(Image point grounding data)
◆ ◆ ◆ ◆
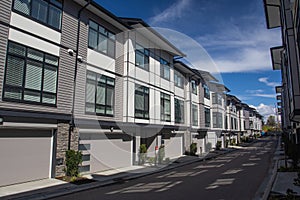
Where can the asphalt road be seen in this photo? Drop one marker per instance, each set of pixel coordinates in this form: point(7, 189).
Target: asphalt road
point(241, 175)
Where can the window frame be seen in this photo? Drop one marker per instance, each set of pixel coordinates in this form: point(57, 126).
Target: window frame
point(106, 87)
point(163, 99)
point(179, 119)
point(107, 37)
point(165, 65)
point(145, 53)
point(146, 95)
point(23, 88)
point(40, 21)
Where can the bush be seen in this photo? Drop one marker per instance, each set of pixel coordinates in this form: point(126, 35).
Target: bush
point(193, 149)
point(161, 154)
point(73, 160)
point(142, 154)
point(218, 145)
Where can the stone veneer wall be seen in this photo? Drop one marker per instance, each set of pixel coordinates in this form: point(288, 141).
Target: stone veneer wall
point(62, 145)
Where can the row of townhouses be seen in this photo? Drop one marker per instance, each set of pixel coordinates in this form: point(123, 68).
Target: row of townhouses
point(75, 76)
point(284, 14)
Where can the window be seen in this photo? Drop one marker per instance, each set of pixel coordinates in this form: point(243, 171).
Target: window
point(165, 107)
point(30, 76)
point(141, 102)
point(194, 86)
point(48, 12)
point(206, 92)
point(178, 79)
point(217, 99)
point(195, 115)
point(101, 39)
point(207, 117)
point(142, 57)
point(99, 94)
point(217, 120)
point(179, 111)
point(164, 69)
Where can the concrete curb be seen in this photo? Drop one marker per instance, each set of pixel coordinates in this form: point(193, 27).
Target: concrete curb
point(73, 189)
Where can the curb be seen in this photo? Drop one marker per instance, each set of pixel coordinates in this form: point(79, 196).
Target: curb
point(74, 189)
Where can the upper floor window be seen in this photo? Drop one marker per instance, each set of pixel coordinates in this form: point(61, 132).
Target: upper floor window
point(194, 86)
point(164, 69)
point(165, 101)
point(30, 75)
point(141, 102)
point(99, 94)
point(195, 115)
point(178, 79)
point(101, 39)
point(206, 92)
point(142, 57)
point(48, 12)
point(207, 117)
point(179, 111)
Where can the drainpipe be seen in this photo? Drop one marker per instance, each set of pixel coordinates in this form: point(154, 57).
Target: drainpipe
point(72, 123)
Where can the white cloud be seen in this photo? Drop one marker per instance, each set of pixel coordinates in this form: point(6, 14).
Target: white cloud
point(175, 11)
point(266, 81)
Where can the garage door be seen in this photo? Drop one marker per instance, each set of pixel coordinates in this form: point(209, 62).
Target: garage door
point(173, 147)
point(105, 151)
point(25, 155)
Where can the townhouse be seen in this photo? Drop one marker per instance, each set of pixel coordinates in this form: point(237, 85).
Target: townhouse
point(75, 76)
point(285, 15)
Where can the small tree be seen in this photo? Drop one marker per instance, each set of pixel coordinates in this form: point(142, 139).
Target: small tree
point(193, 149)
point(73, 160)
point(142, 154)
point(161, 154)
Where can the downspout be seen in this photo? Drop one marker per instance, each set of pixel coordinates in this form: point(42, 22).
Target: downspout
point(72, 123)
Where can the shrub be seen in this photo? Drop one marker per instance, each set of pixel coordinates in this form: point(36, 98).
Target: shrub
point(193, 149)
point(142, 154)
point(73, 159)
point(161, 154)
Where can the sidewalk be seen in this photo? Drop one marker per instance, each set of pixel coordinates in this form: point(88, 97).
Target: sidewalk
point(50, 188)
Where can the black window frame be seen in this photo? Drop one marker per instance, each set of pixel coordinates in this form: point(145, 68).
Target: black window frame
point(194, 85)
point(23, 89)
point(108, 36)
point(106, 86)
point(163, 65)
point(146, 56)
point(179, 111)
point(207, 116)
point(145, 93)
point(164, 98)
point(195, 121)
point(49, 3)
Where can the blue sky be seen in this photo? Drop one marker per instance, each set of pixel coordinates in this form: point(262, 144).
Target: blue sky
point(232, 32)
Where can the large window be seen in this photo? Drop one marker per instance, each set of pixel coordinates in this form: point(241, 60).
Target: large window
point(194, 86)
point(99, 94)
point(141, 102)
point(101, 39)
point(195, 115)
point(217, 120)
point(207, 117)
point(178, 79)
point(164, 69)
point(142, 57)
point(206, 91)
point(30, 75)
point(179, 111)
point(165, 101)
point(48, 12)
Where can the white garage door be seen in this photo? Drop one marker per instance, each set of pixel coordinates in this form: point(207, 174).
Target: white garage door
point(105, 151)
point(173, 147)
point(25, 155)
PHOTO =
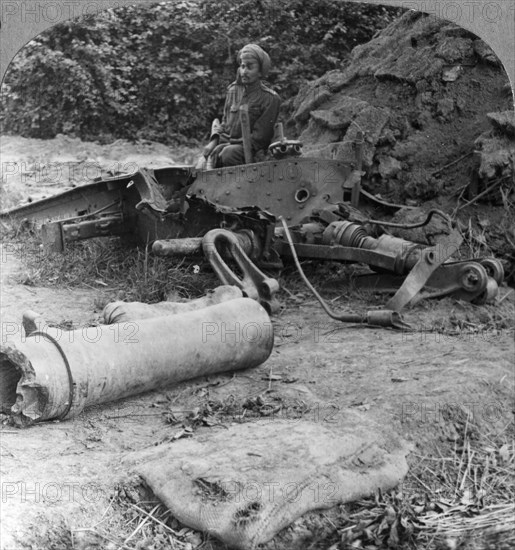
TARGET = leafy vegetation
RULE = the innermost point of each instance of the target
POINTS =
(160, 72)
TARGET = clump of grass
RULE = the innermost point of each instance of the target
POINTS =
(129, 273)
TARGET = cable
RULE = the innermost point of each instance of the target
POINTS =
(383, 318)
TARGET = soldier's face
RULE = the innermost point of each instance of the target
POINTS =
(250, 71)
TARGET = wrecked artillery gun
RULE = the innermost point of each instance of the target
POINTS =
(261, 214)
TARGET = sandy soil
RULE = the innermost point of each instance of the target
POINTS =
(67, 473)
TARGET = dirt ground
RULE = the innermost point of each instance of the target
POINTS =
(67, 479)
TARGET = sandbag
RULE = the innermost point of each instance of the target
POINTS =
(246, 483)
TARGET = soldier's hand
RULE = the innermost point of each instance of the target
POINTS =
(216, 127)
(208, 149)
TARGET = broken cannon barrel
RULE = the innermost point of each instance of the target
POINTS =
(53, 374)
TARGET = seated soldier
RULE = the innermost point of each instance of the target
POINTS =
(226, 143)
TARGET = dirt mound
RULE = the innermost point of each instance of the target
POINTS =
(425, 93)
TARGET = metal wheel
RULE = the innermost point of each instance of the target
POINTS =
(473, 278)
(494, 269)
(490, 293)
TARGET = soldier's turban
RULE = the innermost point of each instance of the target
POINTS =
(259, 54)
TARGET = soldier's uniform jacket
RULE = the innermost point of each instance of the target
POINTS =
(263, 105)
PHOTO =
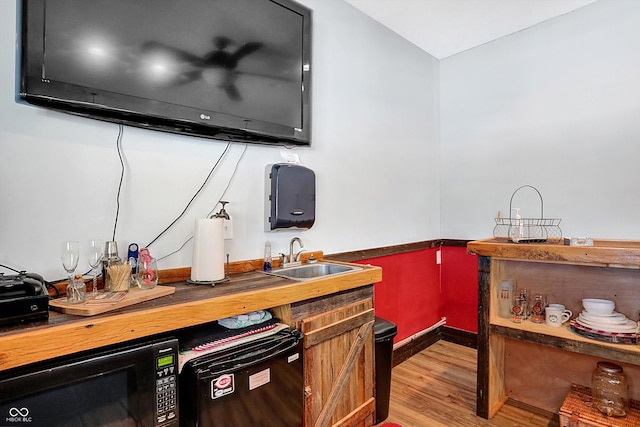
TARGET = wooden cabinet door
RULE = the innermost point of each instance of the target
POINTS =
(339, 366)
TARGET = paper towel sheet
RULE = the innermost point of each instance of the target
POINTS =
(208, 250)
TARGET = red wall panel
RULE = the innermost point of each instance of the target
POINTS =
(409, 294)
(459, 282)
(415, 292)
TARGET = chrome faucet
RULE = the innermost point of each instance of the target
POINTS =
(294, 257)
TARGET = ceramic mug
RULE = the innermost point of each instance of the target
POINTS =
(557, 314)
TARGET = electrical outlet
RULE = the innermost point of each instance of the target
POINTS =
(227, 229)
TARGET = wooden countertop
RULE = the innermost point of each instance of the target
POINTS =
(606, 253)
(190, 305)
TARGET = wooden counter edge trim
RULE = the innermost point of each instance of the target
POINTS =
(618, 254)
(41, 344)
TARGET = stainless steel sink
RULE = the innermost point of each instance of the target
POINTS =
(313, 271)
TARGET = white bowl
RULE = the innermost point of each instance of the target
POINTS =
(598, 306)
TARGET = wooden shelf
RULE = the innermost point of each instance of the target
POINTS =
(612, 253)
(565, 339)
(511, 356)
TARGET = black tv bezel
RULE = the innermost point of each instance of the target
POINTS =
(178, 119)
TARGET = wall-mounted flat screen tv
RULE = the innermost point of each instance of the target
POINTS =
(224, 69)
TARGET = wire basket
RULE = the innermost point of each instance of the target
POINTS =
(527, 230)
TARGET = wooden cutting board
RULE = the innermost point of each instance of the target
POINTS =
(90, 308)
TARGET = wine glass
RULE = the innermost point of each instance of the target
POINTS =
(96, 248)
(69, 253)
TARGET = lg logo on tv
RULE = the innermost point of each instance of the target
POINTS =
(18, 415)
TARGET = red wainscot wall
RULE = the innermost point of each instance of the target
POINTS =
(459, 283)
(409, 293)
(416, 293)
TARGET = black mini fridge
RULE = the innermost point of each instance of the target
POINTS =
(257, 384)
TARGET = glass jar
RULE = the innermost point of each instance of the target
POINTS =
(110, 259)
(76, 290)
(507, 288)
(609, 389)
(146, 276)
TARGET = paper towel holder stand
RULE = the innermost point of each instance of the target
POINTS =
(224, 215)
(226, 277)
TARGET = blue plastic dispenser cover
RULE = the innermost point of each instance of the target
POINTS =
(291, 197)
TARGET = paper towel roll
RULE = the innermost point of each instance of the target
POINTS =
(208, 250)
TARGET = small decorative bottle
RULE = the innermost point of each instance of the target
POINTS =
(267, 256)
(507, 288)
(109, 259)
(609, 389)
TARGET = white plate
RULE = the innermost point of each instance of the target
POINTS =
(629, 327)
(609, 319)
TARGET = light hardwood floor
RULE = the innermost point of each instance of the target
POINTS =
(437, 387)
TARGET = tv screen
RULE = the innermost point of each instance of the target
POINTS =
(223, 69)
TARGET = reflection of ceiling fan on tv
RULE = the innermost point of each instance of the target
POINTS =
(163, 57)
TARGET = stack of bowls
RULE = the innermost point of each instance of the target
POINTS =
(600, 315)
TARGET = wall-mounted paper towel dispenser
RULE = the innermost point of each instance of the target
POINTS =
(290, 197)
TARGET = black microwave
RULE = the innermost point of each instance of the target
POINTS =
(134, 385)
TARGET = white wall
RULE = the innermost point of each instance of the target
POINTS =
(556, 106)
(375, 154)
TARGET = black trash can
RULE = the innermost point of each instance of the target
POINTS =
(384, 332)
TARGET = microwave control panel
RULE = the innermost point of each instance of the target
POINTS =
(166, 366)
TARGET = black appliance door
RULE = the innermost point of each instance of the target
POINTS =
(113, 388)
(258, 384)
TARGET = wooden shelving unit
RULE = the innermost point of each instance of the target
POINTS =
(536, 363)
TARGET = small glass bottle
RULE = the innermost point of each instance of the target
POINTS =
(76, 290)
(609, 389)
(505, 298)
(267, 256)
(110, 258)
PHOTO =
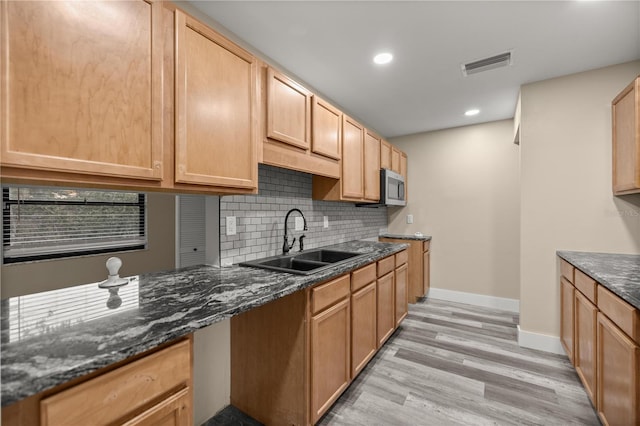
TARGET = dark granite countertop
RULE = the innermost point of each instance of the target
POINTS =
(407, 237)
(52, 337)
(619, 273)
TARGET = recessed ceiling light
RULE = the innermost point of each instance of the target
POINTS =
(382, 58)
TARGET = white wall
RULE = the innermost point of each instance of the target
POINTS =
(566, 197)
(464, 192)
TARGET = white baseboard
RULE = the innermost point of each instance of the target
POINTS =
(502, 303)
(542, 342)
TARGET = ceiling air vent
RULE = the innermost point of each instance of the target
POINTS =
(486, 64)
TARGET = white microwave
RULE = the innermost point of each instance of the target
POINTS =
(392, 190)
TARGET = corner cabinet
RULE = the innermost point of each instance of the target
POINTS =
(418, 263)
(81, 96)
(625, 113)
(156, 388)
(216, 109)
(401, 286)
(312, 344)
◆ ◆ ◆ ◆
Among the entries above, the lines between the ones containing "Where can the white cloud" and "Where can the garage", inclusive, are to be transcribed exactly. No other line is to be given.

Where can the white cloud be seen in this photo? Drop one marker per instance, each set of pixel coordinates in this form: point(6, 14).
Target: white cloud
point(175, 11)
point(266, 81)
Where can the garage door be seen in this photo? Drop one marker per instance, each set of pixel coordinates in this form: point(209, 62).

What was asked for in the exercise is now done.